Start of DATA PROVIDED

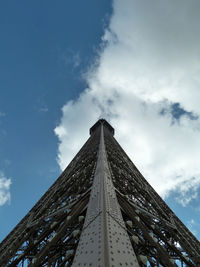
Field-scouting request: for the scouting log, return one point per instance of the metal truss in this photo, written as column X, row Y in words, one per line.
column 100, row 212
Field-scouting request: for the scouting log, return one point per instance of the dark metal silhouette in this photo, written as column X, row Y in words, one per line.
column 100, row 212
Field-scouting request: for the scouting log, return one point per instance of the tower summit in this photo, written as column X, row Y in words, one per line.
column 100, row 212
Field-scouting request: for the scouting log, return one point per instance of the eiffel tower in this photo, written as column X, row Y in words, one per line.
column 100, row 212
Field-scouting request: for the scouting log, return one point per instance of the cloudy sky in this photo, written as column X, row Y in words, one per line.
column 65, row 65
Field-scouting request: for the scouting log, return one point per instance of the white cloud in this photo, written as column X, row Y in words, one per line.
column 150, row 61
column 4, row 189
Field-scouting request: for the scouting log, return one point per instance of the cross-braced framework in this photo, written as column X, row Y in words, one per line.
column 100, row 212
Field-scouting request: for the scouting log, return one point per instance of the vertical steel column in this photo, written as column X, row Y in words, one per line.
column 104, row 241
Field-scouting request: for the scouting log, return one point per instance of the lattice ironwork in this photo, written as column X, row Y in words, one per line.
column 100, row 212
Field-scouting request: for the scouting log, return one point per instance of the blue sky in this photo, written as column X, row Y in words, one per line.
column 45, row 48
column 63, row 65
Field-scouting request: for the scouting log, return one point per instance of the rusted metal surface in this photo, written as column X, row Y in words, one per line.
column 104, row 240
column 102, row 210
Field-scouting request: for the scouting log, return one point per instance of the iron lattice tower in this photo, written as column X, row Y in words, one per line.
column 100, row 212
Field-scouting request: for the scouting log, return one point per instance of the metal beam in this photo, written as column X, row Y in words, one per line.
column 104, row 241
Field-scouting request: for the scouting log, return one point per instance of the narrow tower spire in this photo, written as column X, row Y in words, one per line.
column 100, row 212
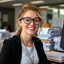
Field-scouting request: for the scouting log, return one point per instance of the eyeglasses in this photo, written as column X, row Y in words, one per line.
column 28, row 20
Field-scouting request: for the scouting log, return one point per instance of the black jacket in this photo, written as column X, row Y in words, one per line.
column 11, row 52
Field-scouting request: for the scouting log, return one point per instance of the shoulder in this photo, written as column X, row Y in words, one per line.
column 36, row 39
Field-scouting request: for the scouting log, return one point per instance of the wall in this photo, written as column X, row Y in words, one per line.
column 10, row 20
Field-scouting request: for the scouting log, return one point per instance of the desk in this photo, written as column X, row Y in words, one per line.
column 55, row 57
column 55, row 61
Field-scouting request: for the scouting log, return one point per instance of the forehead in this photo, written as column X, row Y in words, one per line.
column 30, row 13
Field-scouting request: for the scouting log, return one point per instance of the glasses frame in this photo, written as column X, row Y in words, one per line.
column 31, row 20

End of DATA PROVIDED
Start of DATA PROVIDED

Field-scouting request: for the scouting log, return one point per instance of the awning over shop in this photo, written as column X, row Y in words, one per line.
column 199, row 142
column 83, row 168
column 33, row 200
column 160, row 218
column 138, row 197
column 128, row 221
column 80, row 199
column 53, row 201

End of DATA PROVIDED
Start of DATA PROVIDED

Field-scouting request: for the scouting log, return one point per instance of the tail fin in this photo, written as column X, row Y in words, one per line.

End of DATA PROVIDED

## [WHAT TO PRODUCE]
Can you convert the records starting at the line containing "of the shoulder" and ending at the line containing "column 31, row 20" into a two-column CSV headed label_text and answer? Give one row per record, with each value in its own quoted field and any line breaks replaced by spaces.

## [THE REPLY]
label_text,answer
"Field-scouting request: for the scouting log, return one point per instance of the shoulder in this photo, written as column X, row Y in words, one per line.","column 36, row 39"
"Field-scouting request: for the scouting log, return one point per instance of the wall in this photo, written as column X, row Y in words, one per line.","column 10, row 20"
"Field-scouting request: for the scouting log, return one point per instance of the desk in this photo, written as column X, row Y in words, one per line.","column 55, row 57 column 55, row 61"
"Field-scouting request: for the scouting log, return one point per instance of the forehead in this photo, written as column X, row Y in words, one per line.","column 30, row 13"
"Field-scouting request: for the scouting log, return one point per instance of the glasses frame in this photo, written as column X, row Y in words, one per line.","column 31, row 20"